(Items from a data source)
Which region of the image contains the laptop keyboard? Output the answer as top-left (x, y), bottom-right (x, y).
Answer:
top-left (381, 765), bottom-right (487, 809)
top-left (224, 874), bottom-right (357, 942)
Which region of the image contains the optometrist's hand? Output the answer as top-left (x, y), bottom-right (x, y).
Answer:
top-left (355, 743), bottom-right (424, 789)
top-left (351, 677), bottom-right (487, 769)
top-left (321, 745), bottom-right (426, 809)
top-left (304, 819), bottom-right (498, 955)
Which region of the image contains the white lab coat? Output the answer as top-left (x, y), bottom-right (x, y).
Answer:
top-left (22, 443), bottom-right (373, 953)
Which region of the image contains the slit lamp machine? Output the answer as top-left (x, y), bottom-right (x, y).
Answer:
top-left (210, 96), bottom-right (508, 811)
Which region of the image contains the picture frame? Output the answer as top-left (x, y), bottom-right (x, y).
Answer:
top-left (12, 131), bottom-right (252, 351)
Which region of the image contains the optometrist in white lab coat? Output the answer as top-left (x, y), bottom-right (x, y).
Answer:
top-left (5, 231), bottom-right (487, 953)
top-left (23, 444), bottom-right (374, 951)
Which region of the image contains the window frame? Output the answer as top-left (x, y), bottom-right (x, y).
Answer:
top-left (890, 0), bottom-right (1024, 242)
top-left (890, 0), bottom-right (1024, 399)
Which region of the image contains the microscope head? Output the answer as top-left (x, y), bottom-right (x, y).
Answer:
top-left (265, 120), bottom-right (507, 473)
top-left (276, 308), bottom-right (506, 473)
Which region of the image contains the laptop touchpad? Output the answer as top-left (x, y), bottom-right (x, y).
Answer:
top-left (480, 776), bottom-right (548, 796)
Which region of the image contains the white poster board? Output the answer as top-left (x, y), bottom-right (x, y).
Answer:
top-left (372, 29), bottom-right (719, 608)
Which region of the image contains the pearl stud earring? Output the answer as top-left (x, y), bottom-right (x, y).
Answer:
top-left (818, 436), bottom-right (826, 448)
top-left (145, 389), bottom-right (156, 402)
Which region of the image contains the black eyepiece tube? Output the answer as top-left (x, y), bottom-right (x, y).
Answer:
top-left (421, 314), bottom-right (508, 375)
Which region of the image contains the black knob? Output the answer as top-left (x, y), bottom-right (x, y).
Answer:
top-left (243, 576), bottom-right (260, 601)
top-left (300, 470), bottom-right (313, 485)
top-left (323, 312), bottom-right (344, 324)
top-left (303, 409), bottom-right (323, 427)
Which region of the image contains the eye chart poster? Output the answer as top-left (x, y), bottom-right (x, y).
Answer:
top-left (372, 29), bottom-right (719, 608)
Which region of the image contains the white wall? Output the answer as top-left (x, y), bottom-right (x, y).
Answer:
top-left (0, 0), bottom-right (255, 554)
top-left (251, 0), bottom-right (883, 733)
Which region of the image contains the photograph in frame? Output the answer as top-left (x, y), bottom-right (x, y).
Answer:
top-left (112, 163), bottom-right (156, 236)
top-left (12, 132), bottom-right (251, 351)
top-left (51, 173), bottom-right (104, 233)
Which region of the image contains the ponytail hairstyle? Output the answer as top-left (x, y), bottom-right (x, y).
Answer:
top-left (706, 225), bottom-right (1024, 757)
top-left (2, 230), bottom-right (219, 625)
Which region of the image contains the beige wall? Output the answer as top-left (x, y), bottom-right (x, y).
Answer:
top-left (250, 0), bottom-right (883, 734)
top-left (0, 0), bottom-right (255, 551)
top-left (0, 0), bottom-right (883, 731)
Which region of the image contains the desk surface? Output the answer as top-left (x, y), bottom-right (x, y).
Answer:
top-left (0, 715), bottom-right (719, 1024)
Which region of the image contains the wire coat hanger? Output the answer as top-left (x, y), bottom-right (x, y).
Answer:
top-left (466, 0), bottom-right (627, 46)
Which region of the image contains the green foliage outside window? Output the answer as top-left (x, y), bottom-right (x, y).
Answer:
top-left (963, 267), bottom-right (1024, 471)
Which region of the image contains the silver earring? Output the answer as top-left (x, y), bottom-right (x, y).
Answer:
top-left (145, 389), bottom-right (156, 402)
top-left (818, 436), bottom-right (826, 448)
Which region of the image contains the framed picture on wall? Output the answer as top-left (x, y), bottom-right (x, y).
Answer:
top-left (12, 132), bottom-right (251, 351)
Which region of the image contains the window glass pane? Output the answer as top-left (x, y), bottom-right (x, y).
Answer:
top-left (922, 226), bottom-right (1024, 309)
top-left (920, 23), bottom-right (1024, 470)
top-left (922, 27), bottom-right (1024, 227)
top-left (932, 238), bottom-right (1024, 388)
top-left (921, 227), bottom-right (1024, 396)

» Activity:
Every line from the one containing "Which region of the image contains the framed" through the final line of the data above is to be restated word for word, and nothing more.

» Response to this exercise:
Which region of the image contains the framed picture on wall? Output the answer as top-left (x, y), bottom-right (x, y).
Answer:
top-left (12, 132), bottom-right (251, 351)
Which region of the image contains the window glass pane? Output the answer as top-left (x, y), bottom-right (x, y).
Answer:
top-left (922, 226), bottom-right (1024, 309)
top-left (920, 23), bottom-right (1024, 470)
top-left (922, 27), bottom-right (1024, 227)
top-left (932, 238), bottom-right (1024, 388)
top-left (921, 227), bottom-right (1024, 396)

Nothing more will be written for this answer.